> _Work task A_: Recast the paragraph in the mental health at work article below that begins "According to the National Alliance for Mental Illness" as a short bulleted list. Keep its main facts.
> _Work task B_: List every person identified by name in the mental health at work article below.

> _Selected text_:
*** Block opens ***

Mental Health at Work

Although the stigma of mental illness persists, more employers are recognizing the need to help their teams stay well in the workplace.

From left, Clive assistant fire chief Clayton Garcia, a military vet, and fire chief Rick Row work with psychologist Paul Ascheman to boost the mental well-being of the department’s staff.

Writer: Barbara Dietrich Boose
Photographer: Duane Tinkey

Within six months in 2019, three of Clayton Garcia’s former military colleagues, including a commanding officer, took their own lives. He still felt close to the men since his two deployments as a Navy medic in Iraq more than 10 years earlier. Shaken, he contacted another friend he’d served with.

“I asked him, ‘Would you call me if you were considering suicide?’ He said, ‘No way, I would just do it,’” recalls Garcia, assistant chief of the Clive Fire Department. “Being in a fire service, I’ve run a lot of suicide calls. What bothers me the most is how happy people can seem to be, but inside they’re a wreck. All they needed was an opportunity to talk with someone about their problem.”

According to the National Alliance for Mental Illness (NAMI), in 2020 1 in 4 American adults—up from 1 in 5 in 2019—struggled with a mental health issue, but only about half received treatment. In the workplace, people may be especially reluctant to disclose they have mental health issues or ask for help because of the persistent negative stigma that accompanies mental illness and its potential harmful consequences, such as perceptions they can’t do the work, aren’t worthy of advancement, or are strange, weak or even dangerous.

*** Block closes ***

> _Recorded data_:

*** Block opens ***

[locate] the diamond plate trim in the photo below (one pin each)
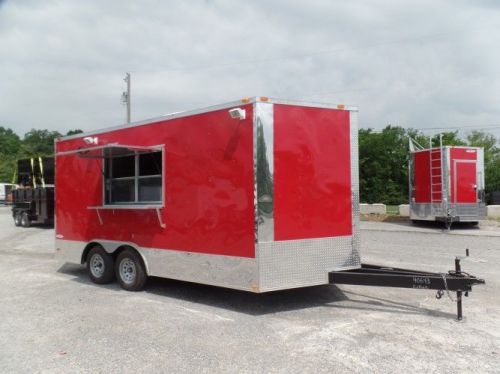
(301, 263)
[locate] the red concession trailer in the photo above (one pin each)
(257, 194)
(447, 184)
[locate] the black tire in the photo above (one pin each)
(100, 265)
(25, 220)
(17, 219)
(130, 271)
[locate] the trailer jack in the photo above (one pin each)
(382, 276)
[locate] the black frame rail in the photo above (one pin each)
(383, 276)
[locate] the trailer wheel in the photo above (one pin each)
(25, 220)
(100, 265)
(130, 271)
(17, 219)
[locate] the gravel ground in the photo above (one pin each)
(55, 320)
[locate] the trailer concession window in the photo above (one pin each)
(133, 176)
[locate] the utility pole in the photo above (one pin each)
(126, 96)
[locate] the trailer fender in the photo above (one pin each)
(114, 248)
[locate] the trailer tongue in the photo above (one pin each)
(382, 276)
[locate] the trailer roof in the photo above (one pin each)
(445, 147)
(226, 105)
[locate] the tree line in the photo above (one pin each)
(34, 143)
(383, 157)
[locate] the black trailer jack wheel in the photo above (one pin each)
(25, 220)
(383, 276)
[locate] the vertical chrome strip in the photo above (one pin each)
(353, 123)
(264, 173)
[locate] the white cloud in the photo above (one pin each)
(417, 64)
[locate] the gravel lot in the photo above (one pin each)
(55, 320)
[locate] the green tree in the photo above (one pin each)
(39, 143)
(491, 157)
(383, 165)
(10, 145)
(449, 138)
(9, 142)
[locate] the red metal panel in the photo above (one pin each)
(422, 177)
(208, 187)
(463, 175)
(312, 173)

*** Block closes ***
*** Block opens ***

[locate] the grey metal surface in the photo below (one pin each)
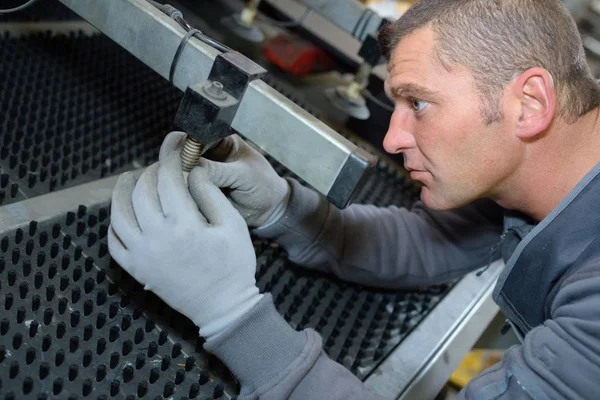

*** Block closes ***

> _Worked solution A_:
- According to the National Alliance for Mental Illness (NAMI), 1 in 4 American adults struggled with a mental health issue in 2020, up from 1 in 5 in 2019.
- Only about half received treatment.
- At work, people may be especially reluctant to disclose mental health issues or ask for help because of the persistent negative stigma around mental illness.
- That stigma can bring harmful perceptions: that they can't do the work, aren't worthy of advancement, or are strange, weak or even dangerous.

> _Worked solution B_:
- Clayton Garcia
- Rick Row
- Paul Ascheman
- Barbara Dietrich Boose
- Duane Tinkey